[Work instruction]
Taking the line with "Lookup term: fish eye" as the start, reproduce every line until the records end, exactly and with nothing added.

* * * * * * * * *

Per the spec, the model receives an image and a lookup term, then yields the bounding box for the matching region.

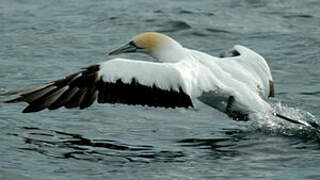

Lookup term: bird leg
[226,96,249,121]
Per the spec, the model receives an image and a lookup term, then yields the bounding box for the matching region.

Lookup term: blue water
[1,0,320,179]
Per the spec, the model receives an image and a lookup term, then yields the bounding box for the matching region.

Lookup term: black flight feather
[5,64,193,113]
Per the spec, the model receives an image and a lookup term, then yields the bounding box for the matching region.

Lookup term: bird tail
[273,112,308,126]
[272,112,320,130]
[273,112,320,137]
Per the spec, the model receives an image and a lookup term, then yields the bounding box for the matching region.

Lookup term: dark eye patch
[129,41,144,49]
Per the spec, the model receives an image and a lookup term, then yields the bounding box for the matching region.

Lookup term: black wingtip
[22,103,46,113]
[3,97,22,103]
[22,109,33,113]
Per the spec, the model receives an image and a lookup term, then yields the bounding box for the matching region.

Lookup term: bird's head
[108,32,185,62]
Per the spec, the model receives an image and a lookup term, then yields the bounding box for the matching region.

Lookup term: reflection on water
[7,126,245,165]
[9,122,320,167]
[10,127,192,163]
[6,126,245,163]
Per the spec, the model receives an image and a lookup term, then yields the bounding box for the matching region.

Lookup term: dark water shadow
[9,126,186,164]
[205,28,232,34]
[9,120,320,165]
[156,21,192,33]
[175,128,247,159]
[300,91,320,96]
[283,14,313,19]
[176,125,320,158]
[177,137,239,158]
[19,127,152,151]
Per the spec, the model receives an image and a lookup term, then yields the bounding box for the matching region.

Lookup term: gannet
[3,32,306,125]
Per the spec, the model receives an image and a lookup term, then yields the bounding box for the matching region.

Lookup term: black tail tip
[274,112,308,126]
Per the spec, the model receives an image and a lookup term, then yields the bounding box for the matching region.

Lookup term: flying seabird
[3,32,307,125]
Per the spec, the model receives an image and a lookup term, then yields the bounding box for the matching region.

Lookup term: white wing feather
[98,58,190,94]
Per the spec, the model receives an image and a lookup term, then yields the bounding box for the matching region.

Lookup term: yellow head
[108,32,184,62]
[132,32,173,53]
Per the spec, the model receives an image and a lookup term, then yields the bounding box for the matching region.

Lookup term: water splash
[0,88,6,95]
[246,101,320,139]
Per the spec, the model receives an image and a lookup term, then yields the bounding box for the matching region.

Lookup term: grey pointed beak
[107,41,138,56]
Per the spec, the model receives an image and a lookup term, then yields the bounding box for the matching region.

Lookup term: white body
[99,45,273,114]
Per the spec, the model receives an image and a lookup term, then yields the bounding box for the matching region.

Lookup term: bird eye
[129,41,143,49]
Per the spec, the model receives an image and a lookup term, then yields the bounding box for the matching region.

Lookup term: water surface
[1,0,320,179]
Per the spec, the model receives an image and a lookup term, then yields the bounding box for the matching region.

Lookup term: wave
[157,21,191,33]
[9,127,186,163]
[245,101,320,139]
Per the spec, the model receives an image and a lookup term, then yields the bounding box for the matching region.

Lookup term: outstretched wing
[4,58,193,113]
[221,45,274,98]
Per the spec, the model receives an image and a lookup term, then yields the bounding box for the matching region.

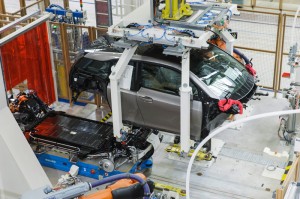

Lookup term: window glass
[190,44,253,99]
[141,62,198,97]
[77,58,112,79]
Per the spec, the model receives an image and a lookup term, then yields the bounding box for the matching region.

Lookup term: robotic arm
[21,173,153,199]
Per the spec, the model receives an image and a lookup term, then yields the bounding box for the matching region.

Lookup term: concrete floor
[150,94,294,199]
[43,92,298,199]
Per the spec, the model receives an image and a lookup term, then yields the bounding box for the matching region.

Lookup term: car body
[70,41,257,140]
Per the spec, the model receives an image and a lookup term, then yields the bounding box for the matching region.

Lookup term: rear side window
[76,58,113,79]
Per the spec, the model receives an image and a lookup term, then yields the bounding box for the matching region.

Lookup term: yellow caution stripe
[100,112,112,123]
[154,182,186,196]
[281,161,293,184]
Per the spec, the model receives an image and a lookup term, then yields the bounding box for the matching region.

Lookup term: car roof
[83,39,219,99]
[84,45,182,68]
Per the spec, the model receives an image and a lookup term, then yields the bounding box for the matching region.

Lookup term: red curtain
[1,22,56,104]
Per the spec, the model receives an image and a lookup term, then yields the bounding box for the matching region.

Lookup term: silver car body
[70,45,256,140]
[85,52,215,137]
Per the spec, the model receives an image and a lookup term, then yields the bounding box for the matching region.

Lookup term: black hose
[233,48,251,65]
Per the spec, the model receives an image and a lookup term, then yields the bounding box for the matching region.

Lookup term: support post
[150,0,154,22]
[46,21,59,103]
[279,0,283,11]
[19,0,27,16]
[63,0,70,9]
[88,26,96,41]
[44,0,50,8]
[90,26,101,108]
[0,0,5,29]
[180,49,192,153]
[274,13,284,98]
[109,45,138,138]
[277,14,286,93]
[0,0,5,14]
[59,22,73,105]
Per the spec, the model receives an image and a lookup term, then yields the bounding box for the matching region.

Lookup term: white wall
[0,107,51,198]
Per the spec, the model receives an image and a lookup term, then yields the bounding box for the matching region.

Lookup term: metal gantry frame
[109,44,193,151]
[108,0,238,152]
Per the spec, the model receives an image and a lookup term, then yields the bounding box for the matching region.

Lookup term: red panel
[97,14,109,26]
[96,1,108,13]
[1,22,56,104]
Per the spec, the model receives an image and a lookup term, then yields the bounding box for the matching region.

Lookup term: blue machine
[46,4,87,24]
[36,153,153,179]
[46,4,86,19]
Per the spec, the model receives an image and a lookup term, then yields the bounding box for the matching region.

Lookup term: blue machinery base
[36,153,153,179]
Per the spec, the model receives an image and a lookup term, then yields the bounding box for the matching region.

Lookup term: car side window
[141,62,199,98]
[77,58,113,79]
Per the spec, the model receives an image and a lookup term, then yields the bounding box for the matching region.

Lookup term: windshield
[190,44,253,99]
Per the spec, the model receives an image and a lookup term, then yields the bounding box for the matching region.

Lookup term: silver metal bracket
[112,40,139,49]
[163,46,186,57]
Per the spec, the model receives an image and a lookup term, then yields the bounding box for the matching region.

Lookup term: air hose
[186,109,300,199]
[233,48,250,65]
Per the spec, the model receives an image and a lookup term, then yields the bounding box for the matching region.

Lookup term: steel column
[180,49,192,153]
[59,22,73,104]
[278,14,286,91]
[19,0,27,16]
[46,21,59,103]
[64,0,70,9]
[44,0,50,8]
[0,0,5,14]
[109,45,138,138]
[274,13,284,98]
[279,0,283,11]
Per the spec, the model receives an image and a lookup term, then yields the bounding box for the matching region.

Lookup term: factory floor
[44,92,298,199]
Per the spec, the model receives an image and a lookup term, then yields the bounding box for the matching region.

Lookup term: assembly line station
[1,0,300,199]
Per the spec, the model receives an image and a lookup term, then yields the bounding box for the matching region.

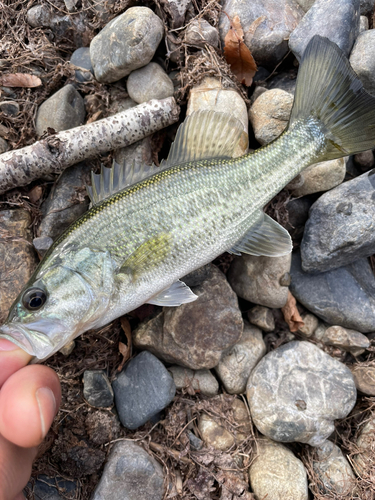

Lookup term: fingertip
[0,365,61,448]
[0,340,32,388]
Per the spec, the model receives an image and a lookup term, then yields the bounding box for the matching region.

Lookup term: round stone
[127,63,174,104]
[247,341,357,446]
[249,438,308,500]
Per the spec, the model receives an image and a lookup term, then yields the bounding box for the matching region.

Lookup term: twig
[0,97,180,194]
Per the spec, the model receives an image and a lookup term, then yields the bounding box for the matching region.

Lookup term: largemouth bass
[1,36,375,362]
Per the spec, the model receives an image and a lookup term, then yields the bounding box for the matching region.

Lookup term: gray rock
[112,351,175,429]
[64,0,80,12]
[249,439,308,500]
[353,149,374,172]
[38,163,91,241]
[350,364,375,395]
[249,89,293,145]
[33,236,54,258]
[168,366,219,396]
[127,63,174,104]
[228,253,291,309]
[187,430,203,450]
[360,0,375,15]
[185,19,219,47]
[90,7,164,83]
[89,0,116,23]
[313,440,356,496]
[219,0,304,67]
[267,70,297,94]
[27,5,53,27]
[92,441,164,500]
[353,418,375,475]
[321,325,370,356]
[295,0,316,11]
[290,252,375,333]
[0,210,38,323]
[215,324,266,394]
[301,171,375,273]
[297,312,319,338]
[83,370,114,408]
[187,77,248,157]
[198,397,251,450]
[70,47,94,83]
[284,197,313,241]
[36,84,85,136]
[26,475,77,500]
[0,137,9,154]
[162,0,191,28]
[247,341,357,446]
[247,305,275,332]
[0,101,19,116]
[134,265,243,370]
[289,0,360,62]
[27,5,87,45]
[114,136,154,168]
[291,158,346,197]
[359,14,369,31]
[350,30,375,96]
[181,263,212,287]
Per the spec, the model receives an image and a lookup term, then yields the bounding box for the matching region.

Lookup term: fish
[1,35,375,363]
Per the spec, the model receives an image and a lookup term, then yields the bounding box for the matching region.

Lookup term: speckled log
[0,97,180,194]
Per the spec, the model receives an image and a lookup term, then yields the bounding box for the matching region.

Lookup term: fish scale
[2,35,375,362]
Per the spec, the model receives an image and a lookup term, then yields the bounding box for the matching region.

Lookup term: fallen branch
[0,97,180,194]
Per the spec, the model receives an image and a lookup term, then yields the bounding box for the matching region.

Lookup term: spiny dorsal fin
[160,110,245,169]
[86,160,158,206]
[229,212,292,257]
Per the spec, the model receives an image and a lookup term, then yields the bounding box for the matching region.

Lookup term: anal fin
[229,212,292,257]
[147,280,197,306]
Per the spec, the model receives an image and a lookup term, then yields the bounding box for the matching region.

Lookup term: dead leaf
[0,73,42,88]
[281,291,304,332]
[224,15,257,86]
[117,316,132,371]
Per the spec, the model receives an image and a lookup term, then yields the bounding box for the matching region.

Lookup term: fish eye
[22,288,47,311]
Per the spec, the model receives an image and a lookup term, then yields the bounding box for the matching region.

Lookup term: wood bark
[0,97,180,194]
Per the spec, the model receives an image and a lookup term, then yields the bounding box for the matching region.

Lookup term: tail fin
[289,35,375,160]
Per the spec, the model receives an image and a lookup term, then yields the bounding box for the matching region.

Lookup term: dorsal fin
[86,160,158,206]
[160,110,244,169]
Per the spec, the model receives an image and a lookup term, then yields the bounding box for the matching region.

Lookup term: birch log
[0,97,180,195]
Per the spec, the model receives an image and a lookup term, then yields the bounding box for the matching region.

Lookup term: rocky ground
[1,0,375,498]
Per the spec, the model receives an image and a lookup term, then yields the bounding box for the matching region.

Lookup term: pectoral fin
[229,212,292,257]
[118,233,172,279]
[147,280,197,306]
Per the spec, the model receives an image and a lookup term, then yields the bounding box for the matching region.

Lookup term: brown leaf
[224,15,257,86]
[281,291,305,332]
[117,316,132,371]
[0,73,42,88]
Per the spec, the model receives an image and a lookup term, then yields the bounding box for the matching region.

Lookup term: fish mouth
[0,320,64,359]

* * * * * * * * *

[Answer to the problem]
Lookup term: fish eye
[22,288,47,311]
Per the spec, the model receives an image and a lookup term, then yields the bounding box for the matching region.

Lookup term: wood bark
[0,97,180,194]
Per the spec, the model receives an image and a lookup term, then yields the bounding box for the matching region.

Lookup term: tail fin
[289,35,375,160]
Per the spec, the model receives an image and a lookup term, then yields the bounding box for the matching region.

Lookup term: dorsal fin
[86,160,158,206]
[160,110,244,169]
Per the spec, the model receives an image and a lookup term, then yields the bounding box for the matching region.

Lookup term: birch log
[0,97,180,195]
Per the spec, the model receives an image and a lookup term, then yields the bounding box for the matching region.

Lookup term: rocky ground
[1,0,375,498]
Per the spec, the model receives an image and a lookup term, then yields the bounding box for the matching region.

Lookup term: pectoral fin
[229,212,292,257]
[118,233,172,279]
[147,280,197,306]
Per the spec, the model receives an image and a lookup term, then yields the bounding box for the matching region.

Lookup term: brown leaf
[224,15,257,86]
[281,291,305,332]
[117,316,132,371]
[0,73,42,88]
Per the spec, the model receives an image and a lookup term, then yields the bounding box for the matching region.

Lookup term: fish mouth
[0,320,64,359]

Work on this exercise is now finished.